What is required
Rewrite the lines of the listing from the line with "-- Locate the horse" up to and including the line with "(561, 339), (611, 395)", requests included. Add 75 to every bounding-box coordinate in the answers, but leave the numbers in the requests and their sample outputs unchanged.

Data rows
* start *

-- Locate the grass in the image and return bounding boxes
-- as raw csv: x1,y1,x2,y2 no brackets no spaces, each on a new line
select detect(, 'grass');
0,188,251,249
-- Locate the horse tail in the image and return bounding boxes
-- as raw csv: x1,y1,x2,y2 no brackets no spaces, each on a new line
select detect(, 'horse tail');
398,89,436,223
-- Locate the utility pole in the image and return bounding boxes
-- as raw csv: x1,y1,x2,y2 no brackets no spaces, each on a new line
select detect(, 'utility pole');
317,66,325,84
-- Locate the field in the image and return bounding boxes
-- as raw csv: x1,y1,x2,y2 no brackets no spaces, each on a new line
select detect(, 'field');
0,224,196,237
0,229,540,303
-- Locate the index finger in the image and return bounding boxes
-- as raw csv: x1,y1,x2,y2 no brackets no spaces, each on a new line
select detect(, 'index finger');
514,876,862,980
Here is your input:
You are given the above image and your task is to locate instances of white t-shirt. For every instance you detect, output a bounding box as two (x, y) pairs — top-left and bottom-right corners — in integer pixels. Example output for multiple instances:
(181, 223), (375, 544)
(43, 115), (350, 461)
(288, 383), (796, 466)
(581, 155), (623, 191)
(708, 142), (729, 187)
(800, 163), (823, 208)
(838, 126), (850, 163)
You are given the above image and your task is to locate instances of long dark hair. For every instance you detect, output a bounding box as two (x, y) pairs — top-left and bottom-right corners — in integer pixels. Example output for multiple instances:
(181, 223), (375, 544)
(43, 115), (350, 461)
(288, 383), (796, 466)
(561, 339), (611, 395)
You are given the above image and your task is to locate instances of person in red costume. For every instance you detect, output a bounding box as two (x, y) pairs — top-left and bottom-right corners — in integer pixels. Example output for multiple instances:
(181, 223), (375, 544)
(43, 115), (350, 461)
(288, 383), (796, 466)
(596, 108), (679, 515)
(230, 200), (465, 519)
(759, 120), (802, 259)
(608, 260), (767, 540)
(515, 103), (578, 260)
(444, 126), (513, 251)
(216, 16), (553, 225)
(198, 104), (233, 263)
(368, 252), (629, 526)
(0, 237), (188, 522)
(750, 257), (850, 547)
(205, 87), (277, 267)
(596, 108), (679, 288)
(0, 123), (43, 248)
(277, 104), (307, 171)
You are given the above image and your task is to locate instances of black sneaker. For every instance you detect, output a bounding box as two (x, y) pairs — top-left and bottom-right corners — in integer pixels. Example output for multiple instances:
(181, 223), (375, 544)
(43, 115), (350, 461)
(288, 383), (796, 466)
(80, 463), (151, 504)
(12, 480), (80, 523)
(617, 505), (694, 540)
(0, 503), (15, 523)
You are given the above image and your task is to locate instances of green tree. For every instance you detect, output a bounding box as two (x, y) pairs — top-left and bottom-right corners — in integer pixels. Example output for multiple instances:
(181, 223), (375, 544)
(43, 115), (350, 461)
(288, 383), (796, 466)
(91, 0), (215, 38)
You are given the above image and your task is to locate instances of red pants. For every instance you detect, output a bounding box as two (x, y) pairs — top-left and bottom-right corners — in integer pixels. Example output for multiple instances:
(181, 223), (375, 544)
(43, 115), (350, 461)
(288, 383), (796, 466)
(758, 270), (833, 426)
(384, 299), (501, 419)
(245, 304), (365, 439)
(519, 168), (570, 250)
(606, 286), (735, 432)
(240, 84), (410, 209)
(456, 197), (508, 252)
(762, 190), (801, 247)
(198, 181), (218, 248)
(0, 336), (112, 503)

* end *

Worked answer
-- Locate the horse tail in the image and return bounding boxes
-- as raw csv: x1,y1,x2,y2 no brackets no spaces, each on a new line
select detect(, 'horse tail');
473,164,511,298
-- Locate the utility pole in the image and return bounding boxes
-- as raw csv: x1,y1,x2,y2 no brackets no spaces, each on a new line
select detect(, 'utility pole');
392,141,400,159
-- Locate the field in the image and return bounding boxes
-- as raw csv: x1,y1,x2,y2 no brackets no spaces, each on a new line
select detect(, 'field');
75,299,271,312
75,304,615,378
-- Locate the index finger in the image and return bounding boxes
-- as raw csv: x1,y1,x2,y2 no brackets no spaces, each on a new line
select detect(, 'index finger');
589,951,937,1055
Here is your input:
You are given the above image and your task is to locate instances of white t-shirt. For every instance you detect, output a bounding box as two (x, y) pairs — top-left and bottom-right corners — in integer pixels. Example output for multiple instances:
(181, 223), (375, 544)
(43, 115), (350, 461)
(288, 383), (796, 466)
(656, 230), (698, 266)
(783, 217), (804, 262)
(875, 238), (898, 283)
(913, 201), (925, 238)
You are given the above image and your task is to locate instances of long dark hair. For every instance you detect, output a bounding box as two (x, y) pairs — top-left and bottom-right corners — in integer pixels. Example output for multiple instances:
(181, 223), (375, 544)
(43, 115), (350, 461)
(288, 383), (796, 466)
(636, 414), (686, 470)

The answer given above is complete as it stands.